AIM OF THE TASK: Please return every line of the material verbatim and skip any images.

[Start of Attachment]

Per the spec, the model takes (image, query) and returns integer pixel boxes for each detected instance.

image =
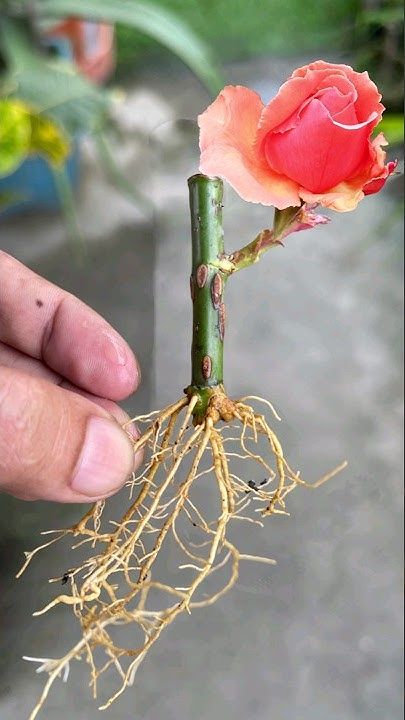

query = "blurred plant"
[0,0,223,237]
[115,0,360,71]
[378,113,404,145]
[355,0,404,112]
[0,99,69,171]
[0,96,69,209]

[End of Attachment]

COMPLETED EXERCISE:
Per the spec, the model takes (image, query) and returns integer pixel boxes for each detected instance.

image =

query = "blurred plant"
[0,0,223,237]
[115,0,360,71]
[378,113,404,145]
[355,0,404,112]
[0,99,69,171]
[0,96,69,209]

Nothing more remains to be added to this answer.